• **WORK TO COMPLETE**
Only the words of the entries are wanted, repeated exactly and without images.

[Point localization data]
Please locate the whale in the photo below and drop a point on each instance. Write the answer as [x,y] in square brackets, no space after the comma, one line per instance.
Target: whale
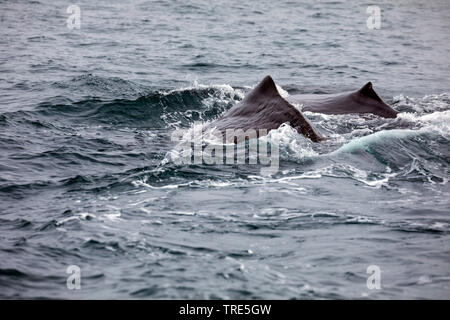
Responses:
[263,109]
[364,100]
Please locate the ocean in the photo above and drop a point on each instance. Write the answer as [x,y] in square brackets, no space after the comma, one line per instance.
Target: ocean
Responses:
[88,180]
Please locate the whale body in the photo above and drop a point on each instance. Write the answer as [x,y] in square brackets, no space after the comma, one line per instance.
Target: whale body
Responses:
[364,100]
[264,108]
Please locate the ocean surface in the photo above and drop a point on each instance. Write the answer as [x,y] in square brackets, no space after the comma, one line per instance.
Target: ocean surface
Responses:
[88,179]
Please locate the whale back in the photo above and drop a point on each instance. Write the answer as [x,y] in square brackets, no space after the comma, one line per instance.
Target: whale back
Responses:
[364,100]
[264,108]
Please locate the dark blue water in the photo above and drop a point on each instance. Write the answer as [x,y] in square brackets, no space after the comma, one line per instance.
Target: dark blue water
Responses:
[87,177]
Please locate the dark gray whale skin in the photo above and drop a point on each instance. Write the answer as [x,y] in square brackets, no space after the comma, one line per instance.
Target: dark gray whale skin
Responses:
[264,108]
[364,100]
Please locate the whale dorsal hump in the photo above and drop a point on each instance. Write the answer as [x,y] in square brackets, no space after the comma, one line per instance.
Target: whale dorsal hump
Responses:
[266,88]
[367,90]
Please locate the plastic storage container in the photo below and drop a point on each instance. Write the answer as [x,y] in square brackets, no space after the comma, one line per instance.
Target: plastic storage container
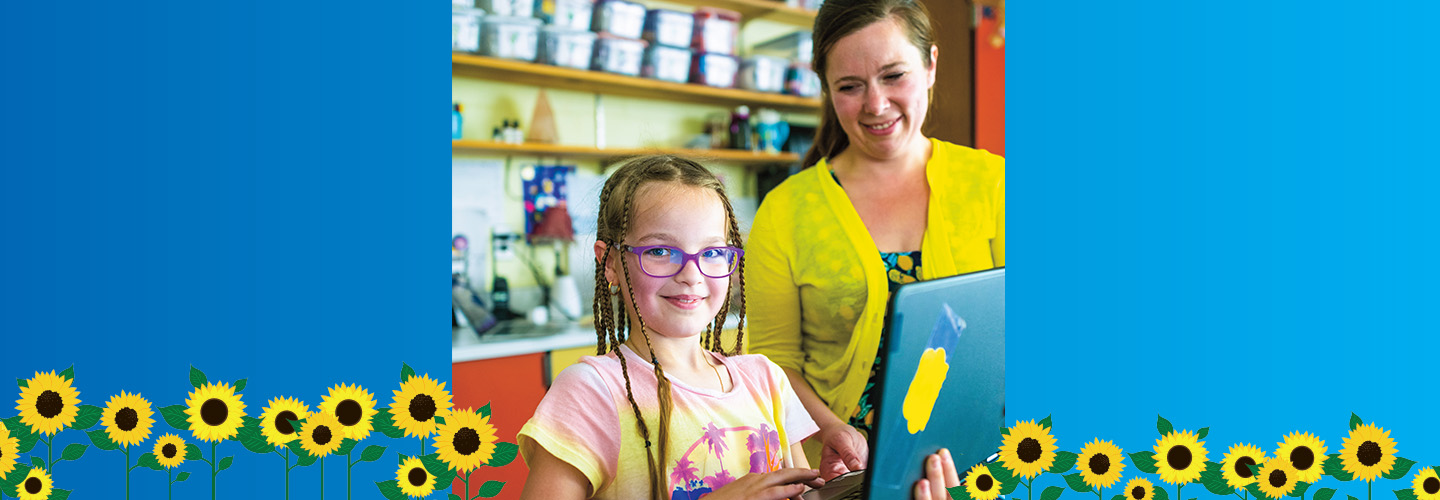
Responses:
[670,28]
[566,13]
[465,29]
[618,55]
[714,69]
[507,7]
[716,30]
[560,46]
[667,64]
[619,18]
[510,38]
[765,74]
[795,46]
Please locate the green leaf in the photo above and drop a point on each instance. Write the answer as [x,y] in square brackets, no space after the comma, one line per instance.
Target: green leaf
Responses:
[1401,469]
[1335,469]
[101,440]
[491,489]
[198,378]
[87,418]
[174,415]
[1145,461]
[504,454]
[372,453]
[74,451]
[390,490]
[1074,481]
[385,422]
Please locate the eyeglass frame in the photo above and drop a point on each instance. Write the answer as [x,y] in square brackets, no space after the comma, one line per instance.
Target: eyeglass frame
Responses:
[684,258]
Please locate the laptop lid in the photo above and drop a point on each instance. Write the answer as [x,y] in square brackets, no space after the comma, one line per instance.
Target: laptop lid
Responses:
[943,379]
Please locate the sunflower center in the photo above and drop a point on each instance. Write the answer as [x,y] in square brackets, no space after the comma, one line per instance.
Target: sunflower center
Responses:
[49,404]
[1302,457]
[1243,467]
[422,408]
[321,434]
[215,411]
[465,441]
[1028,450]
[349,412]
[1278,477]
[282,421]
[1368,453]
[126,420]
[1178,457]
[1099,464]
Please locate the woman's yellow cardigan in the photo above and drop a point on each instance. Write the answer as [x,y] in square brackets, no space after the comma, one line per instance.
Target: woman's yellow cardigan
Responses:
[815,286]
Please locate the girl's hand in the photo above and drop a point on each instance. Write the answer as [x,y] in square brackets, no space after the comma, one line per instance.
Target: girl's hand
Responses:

• **RESULT FOR THIS TASK**
Please locate the whale in the photo below and drop a point on each instance. Write the answer as [x,y] in square brackets, no space after the comma, one line per instance.
Target: whale
Responses:
[263,109]
[364,100]
Please locate the ocean in the photo above and drop a point on each instance. Write the answer as [x,y] in square brackets, no space after the comma, one line per instance.
Target: ocean
Responses:
[88,180]
Please locate the whale body in the photo above and drop a point on each instance. Write the answer as [x,y] in square brackets, no space after the comma, one line per instance.
Target: whale body
Responses:
[364,100]
[264,108]
Please locate the ocean surface in the photo above and drop a point on each instance. Write the answer as [x,y] in square brackets, no space after the comma, one line per instance.
Target: ocean surface
Responses:
[88,179]
Please locate the whale back in the photo above and drop a point on each instance. Write the answer as [x,y] in square brackets, no space after the comma, one line per instance.
Target: whale back
Responses:
[364,100]
[264,108]
Please locate the dark blue water in the photo above and drop a point on each instance. Write the answer as [x,y] in square brackets, no space after the comma, one line per instance.
Target: dark blue water
Responses:
[87,177]
Please locate the dark gray whale skin in the photo above and drop a point on each instance. Write the answer as [x,y] in square brackets, no space after the comma, one line per instance.
Target: dark gray whale skin
Responses:
[264,108]
[364,100]
Please locate the whale dorsal hump in the photo above and drop a point on each instance. Write the answer as [x,y] in square brackets, no space after the comma, one line per instance.
Target: whale dorsal hump
Responses:
[266,88]
[367,90]
Please locate the plastic storage container in the photo below and drop a point on each instance. Write the answer as [x,y] in square brackets, no space after the comma, one line per instance.
Target: plastic storage container
Responses:
[670,28]
[566,13]
[465,29]
[618,55]
[714,69]
[507,7]
[716,30]
[560,46]
[667,64]
[619,18]
[510,38]
[765,74]
[795,46]
Please locate the green leaf in the photo above and drop a point on each instance. Write the answer as [x,y] in square brackets, no space after the comma, one line per instance.
Target: green leaf
Responses:
[1401,469]
[1335,469]
[101,440]
[491,489]
[198,378]
[87,418]
[174,415]
[1145,461]
[504,454]
[372,453]
[74,451]
[390,490]
[1074,481]
[385,422]
Please locate the eyeglass frame in the photo above and drop a point on each instance. Write the answer as [x,y] in square brackets, no space after the comma, one line per instance.
Target: eyeglass frame
Responses:
[684,258]
Please locate the laptop lid in the photo above and drop a point on each instance. Write the answer as [x,y] in square brackets, no space after the comma, one line per instance.
Target: laptop lid
Responses:
[943,379]
Please locate the sunflower center in the photo above and drop a point on each instance. Write the answer as [x,y] in square brackets, no space after the comma, one line per instance.
Target: sunflower center
Responses:
[49,404]
[1302,457]
[1243,467]
[422,408]
[321,434]
[215,411]
[465,441]
[1028,450]
[349,412]
[1278,477]
[282,421]
[1368,453]
[126,420]
[1178,457]
[1099,464]
Please locate the woman's yellow cardigan in the photo above and drop a point on each instance. Write the answer as [x,y] in square brackets, no space after the comma, one line per instance.
Target: woman's yellow cardigan
Responses:
[815,286]
Please locate the girl's hand in the photo above and drop a point on each instance. Write the answer as [x,y] in square brackets, no space after the comma, one line per instance.
Target: girl's hand
Responses:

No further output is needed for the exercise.